◆ Work required:
Copy everything in the records, character for character, except images.

-=-=-

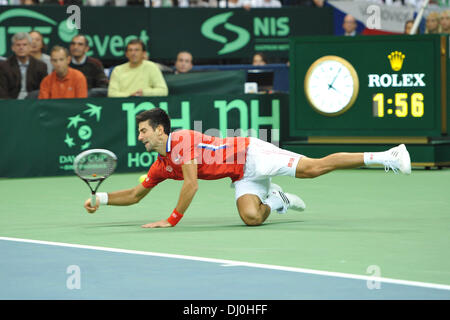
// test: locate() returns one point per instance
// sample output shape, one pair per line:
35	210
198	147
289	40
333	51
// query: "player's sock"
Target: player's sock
274	202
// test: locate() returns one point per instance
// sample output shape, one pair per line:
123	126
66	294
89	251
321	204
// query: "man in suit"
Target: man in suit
21	73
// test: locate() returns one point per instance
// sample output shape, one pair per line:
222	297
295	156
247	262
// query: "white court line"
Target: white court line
229	263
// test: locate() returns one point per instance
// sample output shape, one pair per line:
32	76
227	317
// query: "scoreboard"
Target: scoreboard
369	86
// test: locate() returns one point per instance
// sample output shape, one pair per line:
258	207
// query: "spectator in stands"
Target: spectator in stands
349	25
408	26
265	4
137	77
64	81
23	73
38	48
307	3
432	23
91	68
235	4
3	80
445	21
259	59
183	64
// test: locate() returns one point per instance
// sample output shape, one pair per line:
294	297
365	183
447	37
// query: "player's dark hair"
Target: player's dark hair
136	41
155	117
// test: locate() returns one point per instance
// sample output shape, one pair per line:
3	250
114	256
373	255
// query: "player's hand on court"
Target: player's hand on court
158	224
88	206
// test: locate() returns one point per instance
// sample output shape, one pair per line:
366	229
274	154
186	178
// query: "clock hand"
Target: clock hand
334	79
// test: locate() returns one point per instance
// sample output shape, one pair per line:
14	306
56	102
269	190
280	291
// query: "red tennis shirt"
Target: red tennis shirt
216	158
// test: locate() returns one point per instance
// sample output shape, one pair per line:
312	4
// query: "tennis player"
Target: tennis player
250	163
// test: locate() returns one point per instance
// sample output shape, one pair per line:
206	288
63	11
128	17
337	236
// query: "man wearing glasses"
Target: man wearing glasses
91	68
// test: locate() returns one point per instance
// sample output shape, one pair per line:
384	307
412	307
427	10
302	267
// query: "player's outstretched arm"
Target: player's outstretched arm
187	193
120	198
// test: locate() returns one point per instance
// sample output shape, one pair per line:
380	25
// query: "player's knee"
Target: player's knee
252	218
311	169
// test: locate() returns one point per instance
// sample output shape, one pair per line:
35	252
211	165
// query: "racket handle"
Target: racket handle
93	200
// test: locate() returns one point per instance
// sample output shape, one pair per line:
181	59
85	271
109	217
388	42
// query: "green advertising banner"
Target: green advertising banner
369	86
234	33
42	137
206	33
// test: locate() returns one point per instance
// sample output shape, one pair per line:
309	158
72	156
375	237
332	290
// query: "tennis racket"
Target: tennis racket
94	165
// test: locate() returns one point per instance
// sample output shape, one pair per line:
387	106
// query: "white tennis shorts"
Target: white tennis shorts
264	161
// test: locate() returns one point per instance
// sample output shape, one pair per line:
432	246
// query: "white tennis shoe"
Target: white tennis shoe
398	160
290	201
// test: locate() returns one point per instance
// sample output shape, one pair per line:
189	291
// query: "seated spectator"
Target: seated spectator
234	3
259	59
349	25
183	63
38	48
64	81
23	73
91	68
3	80
265	4
137	77
432	23
445	21
408	26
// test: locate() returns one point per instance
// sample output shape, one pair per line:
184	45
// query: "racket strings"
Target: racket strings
95	167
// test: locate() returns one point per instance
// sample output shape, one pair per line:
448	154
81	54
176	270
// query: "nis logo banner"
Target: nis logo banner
235	32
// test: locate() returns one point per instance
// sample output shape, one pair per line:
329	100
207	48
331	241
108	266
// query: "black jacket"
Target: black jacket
11	78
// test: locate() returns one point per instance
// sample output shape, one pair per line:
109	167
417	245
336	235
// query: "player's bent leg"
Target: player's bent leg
251	210
312	168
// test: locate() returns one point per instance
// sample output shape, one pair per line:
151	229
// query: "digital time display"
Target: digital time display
398	85
402	105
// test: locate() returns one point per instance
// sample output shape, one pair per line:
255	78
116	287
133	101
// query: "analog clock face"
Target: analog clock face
331	85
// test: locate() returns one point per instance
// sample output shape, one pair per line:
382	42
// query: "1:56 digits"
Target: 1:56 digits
401	105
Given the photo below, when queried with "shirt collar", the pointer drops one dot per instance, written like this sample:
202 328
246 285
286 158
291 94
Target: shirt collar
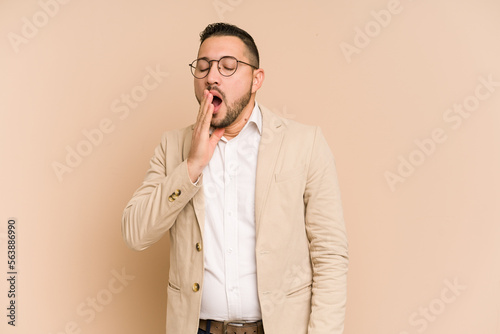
256 118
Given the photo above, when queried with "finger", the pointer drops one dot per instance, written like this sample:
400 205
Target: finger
200 115
208 112
216 136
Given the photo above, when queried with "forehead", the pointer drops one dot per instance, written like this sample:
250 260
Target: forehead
219 46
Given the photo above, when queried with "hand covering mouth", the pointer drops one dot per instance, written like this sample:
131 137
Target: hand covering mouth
217 96
216 101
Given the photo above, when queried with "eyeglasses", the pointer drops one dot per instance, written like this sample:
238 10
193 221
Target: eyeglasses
227 66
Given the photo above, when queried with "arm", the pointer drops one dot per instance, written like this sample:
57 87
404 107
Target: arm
328 242
154 207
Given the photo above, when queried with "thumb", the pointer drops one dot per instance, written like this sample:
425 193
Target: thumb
217 135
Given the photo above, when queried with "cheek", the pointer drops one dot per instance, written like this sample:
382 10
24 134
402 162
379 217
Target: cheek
198 90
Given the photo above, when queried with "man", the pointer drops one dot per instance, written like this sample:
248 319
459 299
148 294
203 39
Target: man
252 204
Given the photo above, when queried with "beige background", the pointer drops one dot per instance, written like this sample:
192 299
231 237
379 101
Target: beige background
407 244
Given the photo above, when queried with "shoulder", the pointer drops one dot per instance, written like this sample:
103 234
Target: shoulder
292 131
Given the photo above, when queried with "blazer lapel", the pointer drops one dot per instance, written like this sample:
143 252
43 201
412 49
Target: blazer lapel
269 148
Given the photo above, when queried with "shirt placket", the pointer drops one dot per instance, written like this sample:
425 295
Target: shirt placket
231 229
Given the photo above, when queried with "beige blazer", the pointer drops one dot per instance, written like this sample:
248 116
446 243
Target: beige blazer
301 245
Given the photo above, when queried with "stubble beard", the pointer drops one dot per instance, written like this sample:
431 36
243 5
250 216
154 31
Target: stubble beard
233 111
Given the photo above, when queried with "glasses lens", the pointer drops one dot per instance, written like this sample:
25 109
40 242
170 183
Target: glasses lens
200 68
227 66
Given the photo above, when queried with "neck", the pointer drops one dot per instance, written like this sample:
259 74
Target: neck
235 128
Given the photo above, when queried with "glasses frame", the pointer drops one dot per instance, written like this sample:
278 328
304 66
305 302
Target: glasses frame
193 68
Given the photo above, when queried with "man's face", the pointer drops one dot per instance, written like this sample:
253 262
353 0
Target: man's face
231 94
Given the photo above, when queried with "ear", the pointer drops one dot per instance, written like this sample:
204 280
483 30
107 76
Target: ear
258 79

-=-=-

◆ Exercise result:
// test: locate() returns one point per instance
// sample output shape, one pair per line:
35	210
198	147
289	40
333	51
// query: "player's sock"
Target: player's sock
274	202
// test: locate() returns one point per instance
// sample output shape, one pair per line:
123	126
66	294
89	251
321	204
// query: "man in suit"
Target: man in suit
21	73
// test: locate() returns one point per instance
// sample output shape, one pair per line:
222	297
295	156
247	262
// query: "white court line"
Target: white court line
229	263
// test: locate() returns one point per instance
// sample output shape, one pair per line:
32	76
227	317
// query: "scoreboard"
Target: scoreboard
369	86
// test: locate() returns one point per instance
// sample output shape, one pair per line:
258	207
// query: "spectator in stands"
Target: spectator in stands
349	25
408	26
265	4
137	77
64	81
23	73
38	48
307	3
432	23
91	68
235	4
3	80
445	21
259	59
183	64
// test: locate() returns one point per instance
// sample output shape, one pair per line:
294	297
365	183
447	37
// query: "player's dark hair"
Target: player's dark hair
136	41
155	117
// test: locate() returns one point per instance
// sample output shape, one pair per line:
3	250
114	256
373	255
// query: "player's hand on court"
Target: player's hand on court
158	224
88	206
// test: locate() returns one point per instance
// sample output shape, one pair per line:
366	229
274	154
186	178
// query: "clock hand"
Target: clock hand
334	79
// test: locate() returns one point per instance
// sample output shape, one pair per line:
14	306
56	102
269	190
280	291
// query: "red tennis shirt"
Target: red tennis shirt
216	158
// test: locate() returns one point per instance
// sample output shape, one pair per line:
312	4
// query: "tennis player"
Target: tennis player
250	163
// test: locate() returns one point per instance
// sample output shape, one pair per line:
206	288
63	11
128	17
337	236
// query: "man wearing glasses"
Target: man wearing glasses
91	68
// test: locate() returns one point per instance
// sample output shape, one pair per line:
384	307
412	307
427	10
302	267
// query: "player's outstretched arm"
Target: player's outstretched arm
187	193
120	198
// test: locate() returns one point per instance
// sample output shape, one pair per line:
380	25
// query: "player's knee"
Target: player's knee
252	218
311	169
// test: locate() returns one point per instance
// sample output shape, one pair per line:
35	252
211	165
// query: "racket handle"
Target: racket handle
93	200
// test: locate() returns one point per instance
// sample output shape, one pair per line:
181	59
85	271
109	217
388	42
// query: "green advertising banner"
Target: green advertising banner
369	86
234	33
42	137
206	33
// test: locate() returns one point per instance
// sample output shape, one pair per line:
309	158
72	156
375	237
332	290
// query: "tennis racket"
Target: tennis racket
94	165
// test: locate() returns one point per instance
// sample output shape, one pair per line:
387	106
// query: "white tennis shorts"
Target: white tennis shorts
264	161
// test: locate() returns one point per instance
// sample output shape, one pair per line:
432	246
// query: "white tennis shoe"
Target: white tennis shoe
398	160
290	201
// test: locate() returns one point per instance
// sample output shape, one pair per line:
189	291
// query: "seated spectator"
Target: seated spectator
234	3
259	59
349	25
183	63
38	48
64	81
23	73
91	68
3	80
265	4
137	77
432	23
445	21
408	26
// test: locate() returns one point per instance
// sample output shape, one pair per line:
184	45
// query: "racket strings"
Target: racket strings
95	167
// test: locate() returns one point per instance
// sample output shape, one pair per line:
448	154
81	54
176	270
// query: "nis logo banner"
Target: nis logo banner
235	32
// test: locate() returns one point per instance
// sample output shape, one pair per line:
329	100
207	48
331	241
108	266
// query: "black jacket"
Target: black jacket
11	78
// test: locate() returns one point per instance
// sample output shape, one pair per line:
109	167
417	245
336	235
// query: "player's bent leg"
Target: player's bent leg
251	210
312	168
// test: locate() returns one point per instance
// sample output shape, one pair per line:
151	229
// query: "digital time display"
Target: digital time display
398	85
402	105
// test: locate() returns one point per instance
// sample output shape, one pair per line:
255	78
116	287
133	101
// query: "analog clock face"
Target: analog clock face
331	85
// test: locate() returns one point per instance
// sample output shape, one pair per line:
382	42
// query: "1:56 digits"
Target: 1:56 digits
401	105
Given the photo below, when queried with "shirt collar", the pointer drops one dot per instance, written like this sample:
202 328
246 285
286 158
291 94
Target: shirt collar
256 118
Given the photo above, when queried with "finger", the pointer drops one dot per instance, written like this sample:
400 205
Target: finger
200 115
208 112
216 136
Given the photo above, when queried with "forehead", the pointer drops one dot per instance, written like this sample:
250 260
Target: forehead
219 46
Given the photo above, when queried with "hand covering mouth", the pointer drops one dot per instance, written like this sample:
131 137
Target: hand covering mouth
217 96
216 101
Given the photo above, when queried with "eyeglasses", the pointer drops one dot per instance, written like this sample:
238 10
193 221
Target: eyeglasses
227 66
Given the photo above, when queried with "arm", the pointer drops one dot per instance, written like this sample:
57 87
404 107
Target: arm
328 242
154 207
Given the photo above, when queried with "thumb", the pointer drops one dot per instance, written like this sample:
425 193
Target: thumb
217 135
Given the photo above, when queried with "cheek", the pointer drops one dot per instance, written like this sample:
382 10
24 134
402 162
379 217
Target: cheek
198 90
Given the photo above, when queried with "man", the pointer drops one dot per instance, written like this sample:
248 319
459 299
148 294
203 39
Target: man
252 204
Given the photo above, when queried with "beige background", the pointer drops one dot per instance, written like this sample:
192 299
231 237
379 101
Target: beige background
407 244
Given the photo above, when queried with "shoulder", the pointer drops one dot per instance, written like this sample:
103 234
Target: shoulder
292 131
Given the photo above, when queried with "blazer lapel", the pointer drops one dot per instance, written like this sample:
143 252
43 201
412 49
Target: blazer lapel
269 148
Given the photo above, when queried with "shirt placket", the pointer drops one dot per instance, written like this sample:
425 295
Target: shirt placket
231 229
Given the photo above, when queried with "beige blazer", the pointer drops one dot per instance, written like this sample:
248 116
446 243
Target: beige blazer
301 245
Given the photo above, when queried with "stubble beard", the pointer drops one dot per instance, written like this sample:
431 36
243 5
250 216
154 31
Target: stubble beard
233 111
Given the photo above, when queried with "glasses lens", the pointer drops one dot per instance, written like this sample:
25 109
40 242
170 183
Target: glasses lens
200 68
227 66
Given the photo above, when queried with "neck", the pointer drops one dot per instance, written like this sample:
259 74
Target: neck
235 128
Given the photo above, when queried with "glasses frame", the pointer drops one dot per instance, written like this sample:
278 328
304 66
305 302
Target: glasses frame
193 68
Given the photo above, when queried with "man's face", the pointer drops one dot per instance, written like this sample:
253 262
353 0
Target: man's face
231 94
Given the photo above, when queried with "ear", the pointer drops one dot per instance, written like this sample:
204 280
483 30
107 76
Target: ear
258 79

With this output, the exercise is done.